Bits of point labeling data
· · · · ·

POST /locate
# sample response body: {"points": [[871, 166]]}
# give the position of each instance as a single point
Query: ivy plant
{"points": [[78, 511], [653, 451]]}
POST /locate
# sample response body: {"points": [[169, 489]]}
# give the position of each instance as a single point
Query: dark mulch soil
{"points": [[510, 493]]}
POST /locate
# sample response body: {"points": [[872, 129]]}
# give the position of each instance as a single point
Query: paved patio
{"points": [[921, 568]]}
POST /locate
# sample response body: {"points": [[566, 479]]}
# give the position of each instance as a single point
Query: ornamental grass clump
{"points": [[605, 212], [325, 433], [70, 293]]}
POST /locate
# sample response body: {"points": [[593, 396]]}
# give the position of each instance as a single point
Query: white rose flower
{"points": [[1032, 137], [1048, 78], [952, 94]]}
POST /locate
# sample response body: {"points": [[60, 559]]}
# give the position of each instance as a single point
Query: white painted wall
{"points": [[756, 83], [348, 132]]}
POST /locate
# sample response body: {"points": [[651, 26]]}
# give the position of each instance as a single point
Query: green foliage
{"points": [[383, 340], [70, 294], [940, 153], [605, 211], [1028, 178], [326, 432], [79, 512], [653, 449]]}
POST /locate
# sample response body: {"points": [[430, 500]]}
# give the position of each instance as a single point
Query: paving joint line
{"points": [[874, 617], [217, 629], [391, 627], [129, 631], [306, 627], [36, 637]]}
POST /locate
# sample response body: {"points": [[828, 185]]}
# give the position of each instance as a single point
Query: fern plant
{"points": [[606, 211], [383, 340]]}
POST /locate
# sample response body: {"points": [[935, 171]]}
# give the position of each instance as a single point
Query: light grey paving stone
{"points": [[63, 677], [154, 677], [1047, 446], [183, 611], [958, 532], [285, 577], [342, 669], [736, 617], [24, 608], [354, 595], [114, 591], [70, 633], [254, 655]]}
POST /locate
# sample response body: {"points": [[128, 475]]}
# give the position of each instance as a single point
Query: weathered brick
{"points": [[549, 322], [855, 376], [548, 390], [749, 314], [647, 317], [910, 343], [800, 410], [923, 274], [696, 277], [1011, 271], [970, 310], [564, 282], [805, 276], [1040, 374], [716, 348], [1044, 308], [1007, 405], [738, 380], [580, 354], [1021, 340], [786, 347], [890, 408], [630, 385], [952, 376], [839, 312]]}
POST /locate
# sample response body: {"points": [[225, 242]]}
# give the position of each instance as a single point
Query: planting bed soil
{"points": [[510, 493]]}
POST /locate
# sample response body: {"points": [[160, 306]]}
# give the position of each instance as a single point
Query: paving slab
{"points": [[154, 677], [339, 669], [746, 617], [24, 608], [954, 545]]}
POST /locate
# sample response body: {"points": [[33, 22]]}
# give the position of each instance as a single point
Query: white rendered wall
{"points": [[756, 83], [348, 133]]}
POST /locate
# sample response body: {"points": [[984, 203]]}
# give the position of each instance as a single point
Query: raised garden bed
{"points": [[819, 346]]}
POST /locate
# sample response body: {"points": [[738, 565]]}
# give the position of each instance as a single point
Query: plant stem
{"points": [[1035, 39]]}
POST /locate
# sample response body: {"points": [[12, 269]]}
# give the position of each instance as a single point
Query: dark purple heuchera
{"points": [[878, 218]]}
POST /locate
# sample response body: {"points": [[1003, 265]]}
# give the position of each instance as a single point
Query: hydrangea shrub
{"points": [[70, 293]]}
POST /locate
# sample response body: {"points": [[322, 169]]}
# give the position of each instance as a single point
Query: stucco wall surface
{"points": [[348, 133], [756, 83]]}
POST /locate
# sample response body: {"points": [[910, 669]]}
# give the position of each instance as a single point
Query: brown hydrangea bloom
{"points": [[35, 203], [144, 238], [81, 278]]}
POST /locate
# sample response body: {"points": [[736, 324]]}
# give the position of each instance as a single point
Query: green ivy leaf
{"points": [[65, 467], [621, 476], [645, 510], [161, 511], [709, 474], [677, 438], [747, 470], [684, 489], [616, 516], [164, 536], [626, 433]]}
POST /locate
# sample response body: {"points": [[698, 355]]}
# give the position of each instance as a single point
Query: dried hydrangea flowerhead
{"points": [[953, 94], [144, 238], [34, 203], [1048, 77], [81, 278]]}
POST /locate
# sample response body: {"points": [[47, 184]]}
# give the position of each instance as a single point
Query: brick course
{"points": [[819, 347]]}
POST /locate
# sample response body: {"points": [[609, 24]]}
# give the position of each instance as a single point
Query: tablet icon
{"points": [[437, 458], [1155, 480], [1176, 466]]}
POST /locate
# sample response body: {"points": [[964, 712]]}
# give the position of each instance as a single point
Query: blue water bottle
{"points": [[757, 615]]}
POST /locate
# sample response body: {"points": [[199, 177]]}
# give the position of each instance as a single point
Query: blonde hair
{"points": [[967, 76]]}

· · · · ·

## Set exercise
Gather every line above that has the word "dark" in it, and copy each one out.

## Correct response
Query: dark mulch soil
Query: dark purple heuchera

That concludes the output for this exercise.